### Work to complete
Would you please repeat exactly the lines from the one containing "Audit instructions — the first annotator's boxes for larch" to the end of the records, both included, and leave out the rest?
*** Block opens ***
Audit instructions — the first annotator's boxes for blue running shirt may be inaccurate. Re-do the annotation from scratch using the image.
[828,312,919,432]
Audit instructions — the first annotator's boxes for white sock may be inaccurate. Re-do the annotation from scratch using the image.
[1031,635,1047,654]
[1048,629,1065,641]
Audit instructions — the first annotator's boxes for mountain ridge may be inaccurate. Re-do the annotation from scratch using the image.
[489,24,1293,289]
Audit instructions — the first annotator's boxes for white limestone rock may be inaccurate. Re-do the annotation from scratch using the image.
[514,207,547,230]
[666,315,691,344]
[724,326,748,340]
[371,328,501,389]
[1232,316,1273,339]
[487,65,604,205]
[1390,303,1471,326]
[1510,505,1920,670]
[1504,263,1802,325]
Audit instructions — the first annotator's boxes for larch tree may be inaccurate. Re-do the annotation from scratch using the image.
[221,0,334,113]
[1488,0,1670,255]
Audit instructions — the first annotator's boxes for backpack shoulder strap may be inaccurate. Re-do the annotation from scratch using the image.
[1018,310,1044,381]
*** Block closes ***
### Answer space
Audit instructions — the first annotator's boxes for larch tree may be inaccurate. Re-do the annotation from scratch using the image.
[221,0,334,113]
[1488,0,1670,255]
Audit instructions — the first annotator's boxes for backpack shoulder strap may be inaccurate. Re-do the annotation from scratch using the image.
[1018,310,1044,381]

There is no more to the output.